Work request 1:
In the column on Michigan State football and steroids, what job is George Perles said to be in line for?
Work request 2:
From the column on Michigan State football and steroids, copy the passage between "RESPONSIBILITY RESTS ON" and "how to hide.", inclusive.

Extract to read:
* * * * *
RESPONSIBILITY RESTS ON PERLES’ SHOULDERS

by | Nov 21, 2008 | Detroit Free Press | 0 comments

Now the hard question: Who’s responsible?

Some former players have finally admitted what has been whispered in sports circles for some time: Michigan State football players, at least in the 1987 season, maybe longer, routinely used steroids to bulk up.

This was such a common rumor that by this point the revelation fails to shock. The details, however — if true — are more gruesome than imagined. Players sticking needles into one another, switching urine to pass drug tests. Tony Mandarich, Mr. Bulky, playing doctor and pharmacist, handing out the stuff and advising teammates how to use and how to hide.

You ask yourself, “How could all that go on, and nobody in authority knew or did anything about it?”

Which brings us to our original question.

Who’s responsible? The coach. George Perles. Plain and simple. You can argue all you want about players being sneaky and coaches being tricked, and you might as well stop talking before you make a fool of yourself. One or two walk-ons, maybe. But coaches know what their star players are doing. Believe me. If there’s a coach out there who couldn’t look at Tony Mandarich between his freshman and junior years, couldn’t see the difference in weight, strength, speed, aggression, couldn’t notice the acne, the hair loss — I don’t mean to be crude, but by his senior year, up close, Mandarich looked like a freak — if a coach, with all that, still can’t figure out something funny’s going on, then he ought to step aside.

And maybe Perles should consider doing that. Coaches look the other way

That’s right. Step aside. At the very least, surrender the athletic director’s job he’s in line for. A coach who can’t police his own program can’t police the entire university’s.

Of course, it won’t happen. Steroids, sadly, have become too common a problem. And Perles, remember, is a man who managed to buck the wishes of his university president to get what he wanted. You think a newspaper can budge him?

But that doesn’t change the truth. That doesn’t alter what should have been on George Perles’ conscience for the last several years, and must stay there now and forever: That through the enormous pressure of his program and his lack of random testing, he may have let some 20-year-old do permanent damage to his body, perhaps giving him cancer one day. Perhaps, who knows, even worse.
* * * * *
Available data:
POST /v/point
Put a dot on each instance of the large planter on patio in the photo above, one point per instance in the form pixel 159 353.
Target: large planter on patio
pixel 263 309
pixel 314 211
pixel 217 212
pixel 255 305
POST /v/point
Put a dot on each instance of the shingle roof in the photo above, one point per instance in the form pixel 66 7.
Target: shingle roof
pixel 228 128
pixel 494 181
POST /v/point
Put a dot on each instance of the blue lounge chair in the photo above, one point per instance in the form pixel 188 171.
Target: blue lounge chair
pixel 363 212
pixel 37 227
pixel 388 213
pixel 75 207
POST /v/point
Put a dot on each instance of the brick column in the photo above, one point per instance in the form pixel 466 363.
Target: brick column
* * * * *
Your response 1:
The athletic director's job.

Your response 2:
RESPONSIBILITY RESTS ON PERLES’ SHOULDERS

by | Nov 21, 2008 | Detroit Free Press | 0 comments

Now the hard question: Who’s responsible?

Some former players have finally admitted what has been whispered in sports circles for some time: Michigan State football players, at least in the 1987 season, maybe longer, routinely used steroids to bulk up.

This was such a common rumor that by this point the revelation fails to shock. The details, however — if true — are more gruesome than imagined. Players sticking needles into one another, switching urine to pass drug tests. Tony Mandarich, Mr. Bulky, playing doctor and pharmacist, handing out the stuff and advising teammates how to use and how to hide.